**Work required:**
From the line containing "of the black" to the end of the listing, write out every line exactly; leave out everything else.

Point annotations for photos
%%
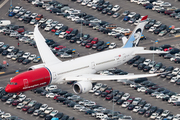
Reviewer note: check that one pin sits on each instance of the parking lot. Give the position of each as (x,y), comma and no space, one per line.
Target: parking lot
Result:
(126,5)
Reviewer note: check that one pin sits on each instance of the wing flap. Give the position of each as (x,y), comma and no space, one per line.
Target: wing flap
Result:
(45,52)
(95,77)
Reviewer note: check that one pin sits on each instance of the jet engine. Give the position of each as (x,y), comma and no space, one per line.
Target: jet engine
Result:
(36,66)
(82,87)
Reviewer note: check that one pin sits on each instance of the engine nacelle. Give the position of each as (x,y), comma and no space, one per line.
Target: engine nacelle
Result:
(36,66)
(82,87)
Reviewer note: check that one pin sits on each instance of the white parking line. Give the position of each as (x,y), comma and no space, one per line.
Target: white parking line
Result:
(3,3)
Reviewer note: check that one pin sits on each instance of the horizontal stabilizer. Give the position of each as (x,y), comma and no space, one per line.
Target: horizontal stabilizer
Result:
(94,77)
(148,52)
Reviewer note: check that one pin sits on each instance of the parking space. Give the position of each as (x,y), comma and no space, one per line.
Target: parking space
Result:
(126,5)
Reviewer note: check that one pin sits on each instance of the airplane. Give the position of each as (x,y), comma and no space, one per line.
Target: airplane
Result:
(82,69)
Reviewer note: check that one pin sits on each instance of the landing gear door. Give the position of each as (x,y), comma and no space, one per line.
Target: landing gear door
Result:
(25,82)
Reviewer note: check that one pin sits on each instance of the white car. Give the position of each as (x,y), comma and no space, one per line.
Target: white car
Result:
(152,64)
(32,57)
(125,104)
(49,21)
(125,96)
(1,44)
(125,30)
(53,113)
(157,24)
(6,115)
(116,8)
(65,55)
(165,113)
(141,2)
(26,55)
(147,106)
(48,110)
(10,48)
(62,35)
(165,4)
(152,70)
(112,45)
(142,89)
(22,97)
(50,95)
(9,55)
(77,107)
(20,105)
(151,29)
(159,2)
(174,79)
(154,115)
(132,14)
(51,87)
(33,15)
(136,109)
(147,61)
(175,71)
(136,101)
(43,107)
(58,26)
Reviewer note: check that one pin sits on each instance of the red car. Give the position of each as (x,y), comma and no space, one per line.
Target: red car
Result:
(15,103)
(69,30)
(59,47)
(89,45)
(25,108)
(95,40)
(55,97)
(53,30)
(109,96)
(109,90)
(130,100)
(167,49)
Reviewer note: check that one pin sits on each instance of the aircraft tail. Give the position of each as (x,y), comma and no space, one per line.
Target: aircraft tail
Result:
(136,34)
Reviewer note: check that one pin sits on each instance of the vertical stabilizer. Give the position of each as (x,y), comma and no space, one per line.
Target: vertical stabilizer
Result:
(136,34)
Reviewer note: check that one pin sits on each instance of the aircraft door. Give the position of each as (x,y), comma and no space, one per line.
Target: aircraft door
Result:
(92,65)
(25,82)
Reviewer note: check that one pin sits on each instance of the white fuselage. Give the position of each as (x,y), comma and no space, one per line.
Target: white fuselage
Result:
(91,63)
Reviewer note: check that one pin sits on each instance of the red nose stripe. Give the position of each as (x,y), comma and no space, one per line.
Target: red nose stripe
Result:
(30,80)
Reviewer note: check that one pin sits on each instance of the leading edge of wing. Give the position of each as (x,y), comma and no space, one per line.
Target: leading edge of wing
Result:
(95,77)
(45,52)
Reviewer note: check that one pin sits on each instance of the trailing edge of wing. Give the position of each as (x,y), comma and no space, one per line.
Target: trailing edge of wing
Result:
(148,52)
(94,77)
(45,52)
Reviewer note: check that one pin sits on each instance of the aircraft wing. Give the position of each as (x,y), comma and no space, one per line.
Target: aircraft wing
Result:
(45,52)
(96,77)
(148,52)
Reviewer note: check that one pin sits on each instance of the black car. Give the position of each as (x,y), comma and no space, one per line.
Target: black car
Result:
(59,115)
(105,11)
(146,68)
(26,61)
(48,117)
(5,52)
(31,110)
(131,107)
(141,111)
(37,105)
(141,66)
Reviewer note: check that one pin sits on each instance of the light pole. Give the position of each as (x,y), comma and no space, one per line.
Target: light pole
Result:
(153,47)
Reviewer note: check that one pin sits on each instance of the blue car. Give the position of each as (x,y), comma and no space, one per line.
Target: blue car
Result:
(57,32)
(11,14)
(126,18)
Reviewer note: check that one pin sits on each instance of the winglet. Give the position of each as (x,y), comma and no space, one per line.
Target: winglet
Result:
(144,18)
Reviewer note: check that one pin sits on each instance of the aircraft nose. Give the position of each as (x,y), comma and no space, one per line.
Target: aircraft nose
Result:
%%
**Solution:**
Reviewer note: check that one pin sits on each instance of the black car. Give the position of each as (x,y), comma and no space, one per line.
Target: black car
Result:
(59,115)
(105,11)
(146,68)
(26,61)
(48,117)
(5,52)
(31,110)
(131,107)
(141,111)
(37,105)
(141,66)
Reviewer note: check that one pin sits on each instance of the light pole. Give the position of each as (x,y), comma and no space, one per line.
Target: light pole
Result:
(153,47)
Reviewer note: check that one pin sits on each instance of the blue car. Give the position of each as (x,y), comma and no space, one per line.
Target: blue car
Result:
(57,32)
(11,14)
(126,18)
Reviewer note: check that one pin sits on each instance of the winglet. Give the position of each as (x,y), comma and no space, one per line.
Target: winglet
Result:
(144,18)
Reviewer note: check that one pin sits on each instance of the aircraft nose. Give the position of each as (x,y), comma and no space, one per line.
Target: aircraft nose
Result:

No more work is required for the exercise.